SELECTED EXCERPT —
* * * * * * * * *

Connect to the NOAA GEFS 35-day forecast dataset and examine its structure.

In [None]:
# Load NOAA GEFS forecast dataset
print("Connecting to NOAA GEFS dataset...")
try:
    ds = xr.open_zarr(
        "https://data.dynamical.org/noaa/gefs/forecast-35-day/latest.zarr?email=optional@email.com", 
        decode_timedelta=True
    )
    
    print("\n=== Dataset Summary ===")
    print(f"Time domain: {ds.attrs.get('time_domain', 'N/A')}")
    print(f"Forecast domain: {ds.attrs.get('forecast_domain', 'N/A')}")
    print(f"Spatial resolution: {ds.attrs.get('spatial_resolution', 'N/A')}")
    
    print("\n=== Dataset Dimensions ===")
    for dim, size in ds.dims.items():
        print(f"  {dim}: {size}")
    
    print("\n=== Variables ===")
    for var in list(ds.data_vars)[:5]:  # Show first 5 variables
        print(f"  {var}: {ds[var].dims}")
    if len(ds.data_vars) > 5:
        print(f"  ... and {len(ds.data_vars) - 5} more variables")
    
    # Show initialization times
    init_times = pd.to_datetime(ds.init_time.values)

* * * * * * * * *

WRITTEN TASKS —
[1] In the GEFS forecast code, rename "init_times" to "start_times" and write out the passage starting at "for dim, size" and ending at "init_times = pd.to_datetime(ds.init_time.values)".
[2] In the GEFS forecast code, how many variables are printed individually before the remaining ones are summarized as a count?

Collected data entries
* * * * * * * * *

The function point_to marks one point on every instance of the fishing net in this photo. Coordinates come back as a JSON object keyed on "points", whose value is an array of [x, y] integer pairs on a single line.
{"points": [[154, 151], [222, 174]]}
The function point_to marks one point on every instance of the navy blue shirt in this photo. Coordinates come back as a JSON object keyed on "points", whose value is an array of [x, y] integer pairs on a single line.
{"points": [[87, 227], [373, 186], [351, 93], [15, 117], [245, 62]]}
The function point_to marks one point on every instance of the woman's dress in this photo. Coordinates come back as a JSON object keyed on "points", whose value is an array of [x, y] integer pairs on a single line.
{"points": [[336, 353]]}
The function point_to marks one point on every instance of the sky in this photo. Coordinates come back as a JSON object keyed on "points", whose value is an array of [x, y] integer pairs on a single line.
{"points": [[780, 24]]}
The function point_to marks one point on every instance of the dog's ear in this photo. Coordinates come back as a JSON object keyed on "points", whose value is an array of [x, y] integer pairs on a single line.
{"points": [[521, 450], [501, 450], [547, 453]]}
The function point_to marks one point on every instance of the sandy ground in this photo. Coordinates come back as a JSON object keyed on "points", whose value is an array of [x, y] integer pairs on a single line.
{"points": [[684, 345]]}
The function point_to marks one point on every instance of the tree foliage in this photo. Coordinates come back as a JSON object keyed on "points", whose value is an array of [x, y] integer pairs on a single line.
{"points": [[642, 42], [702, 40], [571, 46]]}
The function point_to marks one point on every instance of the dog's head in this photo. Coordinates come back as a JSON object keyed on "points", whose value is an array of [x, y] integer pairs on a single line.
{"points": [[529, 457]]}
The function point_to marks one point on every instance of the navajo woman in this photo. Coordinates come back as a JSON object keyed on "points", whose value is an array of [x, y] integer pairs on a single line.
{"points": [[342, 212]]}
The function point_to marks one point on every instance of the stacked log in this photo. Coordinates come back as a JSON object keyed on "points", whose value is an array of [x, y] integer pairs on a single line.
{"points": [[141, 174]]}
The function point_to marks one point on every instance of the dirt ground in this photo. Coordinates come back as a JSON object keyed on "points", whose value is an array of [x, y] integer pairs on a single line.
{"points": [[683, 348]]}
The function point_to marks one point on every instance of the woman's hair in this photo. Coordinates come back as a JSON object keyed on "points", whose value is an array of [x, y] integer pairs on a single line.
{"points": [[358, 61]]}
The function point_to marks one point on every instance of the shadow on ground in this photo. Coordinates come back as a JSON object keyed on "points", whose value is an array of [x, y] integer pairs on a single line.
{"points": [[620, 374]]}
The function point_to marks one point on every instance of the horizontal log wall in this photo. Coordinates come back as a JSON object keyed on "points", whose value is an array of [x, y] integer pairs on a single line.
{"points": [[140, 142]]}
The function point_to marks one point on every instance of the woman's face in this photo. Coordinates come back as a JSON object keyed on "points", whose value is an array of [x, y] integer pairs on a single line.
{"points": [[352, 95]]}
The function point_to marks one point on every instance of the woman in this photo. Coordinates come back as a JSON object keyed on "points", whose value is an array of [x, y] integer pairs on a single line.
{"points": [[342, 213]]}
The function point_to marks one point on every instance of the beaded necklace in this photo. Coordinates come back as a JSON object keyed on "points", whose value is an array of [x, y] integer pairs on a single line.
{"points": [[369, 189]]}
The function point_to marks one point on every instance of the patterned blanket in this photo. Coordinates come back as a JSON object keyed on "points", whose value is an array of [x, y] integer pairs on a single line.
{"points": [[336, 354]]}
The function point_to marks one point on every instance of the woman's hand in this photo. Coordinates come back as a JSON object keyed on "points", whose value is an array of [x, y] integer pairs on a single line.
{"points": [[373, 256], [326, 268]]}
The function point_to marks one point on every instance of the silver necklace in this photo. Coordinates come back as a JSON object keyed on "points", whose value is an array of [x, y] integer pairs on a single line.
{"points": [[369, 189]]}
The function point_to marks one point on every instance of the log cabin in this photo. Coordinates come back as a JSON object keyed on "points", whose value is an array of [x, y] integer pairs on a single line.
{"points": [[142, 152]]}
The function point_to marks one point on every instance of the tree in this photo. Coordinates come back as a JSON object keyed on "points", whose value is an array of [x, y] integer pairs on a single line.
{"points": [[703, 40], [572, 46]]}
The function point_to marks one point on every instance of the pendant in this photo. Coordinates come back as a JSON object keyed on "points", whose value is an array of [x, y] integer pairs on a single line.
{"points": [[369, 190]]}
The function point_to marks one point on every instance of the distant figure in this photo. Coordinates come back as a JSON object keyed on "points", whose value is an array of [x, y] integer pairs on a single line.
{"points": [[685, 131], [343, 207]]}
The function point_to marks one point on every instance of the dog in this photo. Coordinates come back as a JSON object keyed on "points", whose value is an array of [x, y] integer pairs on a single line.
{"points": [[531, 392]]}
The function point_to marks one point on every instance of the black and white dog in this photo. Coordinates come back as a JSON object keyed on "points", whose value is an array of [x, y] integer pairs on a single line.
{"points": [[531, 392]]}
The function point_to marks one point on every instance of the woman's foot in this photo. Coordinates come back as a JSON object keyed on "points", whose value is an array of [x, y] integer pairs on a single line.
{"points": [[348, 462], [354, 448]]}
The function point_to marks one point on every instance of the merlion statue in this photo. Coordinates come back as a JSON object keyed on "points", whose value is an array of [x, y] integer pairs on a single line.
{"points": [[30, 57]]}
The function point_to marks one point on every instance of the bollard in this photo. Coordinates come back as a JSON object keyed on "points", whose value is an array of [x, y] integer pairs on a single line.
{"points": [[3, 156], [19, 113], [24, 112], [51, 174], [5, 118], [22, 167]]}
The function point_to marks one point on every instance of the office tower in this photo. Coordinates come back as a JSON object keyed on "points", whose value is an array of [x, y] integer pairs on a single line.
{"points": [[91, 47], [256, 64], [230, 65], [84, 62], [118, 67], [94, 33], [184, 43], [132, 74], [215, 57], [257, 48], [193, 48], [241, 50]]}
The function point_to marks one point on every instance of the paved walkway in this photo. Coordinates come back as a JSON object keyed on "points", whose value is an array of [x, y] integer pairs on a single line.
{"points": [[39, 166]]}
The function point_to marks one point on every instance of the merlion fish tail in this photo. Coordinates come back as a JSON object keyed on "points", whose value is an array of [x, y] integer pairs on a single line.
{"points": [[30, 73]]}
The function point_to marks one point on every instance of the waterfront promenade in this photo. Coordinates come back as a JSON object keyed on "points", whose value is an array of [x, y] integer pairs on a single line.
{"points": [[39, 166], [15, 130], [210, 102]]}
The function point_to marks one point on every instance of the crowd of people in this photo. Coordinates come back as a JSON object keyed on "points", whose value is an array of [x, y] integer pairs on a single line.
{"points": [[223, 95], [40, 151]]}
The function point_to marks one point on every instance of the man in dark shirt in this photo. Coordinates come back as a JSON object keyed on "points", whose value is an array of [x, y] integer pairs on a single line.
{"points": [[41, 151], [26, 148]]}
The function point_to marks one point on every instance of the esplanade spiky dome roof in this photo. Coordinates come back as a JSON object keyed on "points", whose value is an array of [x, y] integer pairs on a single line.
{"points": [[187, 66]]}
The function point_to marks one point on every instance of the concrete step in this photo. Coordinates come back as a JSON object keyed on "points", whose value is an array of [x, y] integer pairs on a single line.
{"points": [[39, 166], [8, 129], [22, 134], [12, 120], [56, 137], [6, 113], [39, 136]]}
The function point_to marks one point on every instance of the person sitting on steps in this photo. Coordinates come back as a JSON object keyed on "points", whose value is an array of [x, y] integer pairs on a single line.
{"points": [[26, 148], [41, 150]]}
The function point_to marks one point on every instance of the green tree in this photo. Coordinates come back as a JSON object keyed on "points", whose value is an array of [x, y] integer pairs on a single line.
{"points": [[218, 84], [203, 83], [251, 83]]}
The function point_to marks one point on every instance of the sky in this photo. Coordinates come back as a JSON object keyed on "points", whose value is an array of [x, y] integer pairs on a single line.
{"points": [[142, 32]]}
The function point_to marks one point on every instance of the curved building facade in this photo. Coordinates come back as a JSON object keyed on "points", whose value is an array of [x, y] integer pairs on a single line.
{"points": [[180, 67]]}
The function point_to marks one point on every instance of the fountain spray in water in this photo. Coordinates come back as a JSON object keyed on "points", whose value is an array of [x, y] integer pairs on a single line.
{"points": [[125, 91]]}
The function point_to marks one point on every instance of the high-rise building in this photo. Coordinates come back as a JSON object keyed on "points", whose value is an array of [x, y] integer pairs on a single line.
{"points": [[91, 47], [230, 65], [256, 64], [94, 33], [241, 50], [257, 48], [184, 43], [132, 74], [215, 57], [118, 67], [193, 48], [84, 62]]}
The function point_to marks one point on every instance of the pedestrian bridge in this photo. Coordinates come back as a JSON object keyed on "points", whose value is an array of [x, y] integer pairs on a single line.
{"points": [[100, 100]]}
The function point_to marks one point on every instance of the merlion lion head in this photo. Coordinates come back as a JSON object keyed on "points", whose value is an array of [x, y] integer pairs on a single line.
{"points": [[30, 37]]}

* * * * * * * * *

RESPONSES TO THE EXERCISE —
[1]
for dim, size in ds.dims.items():
        print(f"  {dim}: {size}")
    
    print("\n=== Variables ===")
    for var in list(ds.data_vars)[:5]:  # Show first 5 variables
        print(f"  {var}: {ds[var].dims}")
    if len(ds.data_vars) > 5:
        print(f"  ... and {len(ds.data_vars) - 5} more variables")
    
    # Show initialization times
    start_times = pd.to_datetime(ds.init_time.values)

[2] Five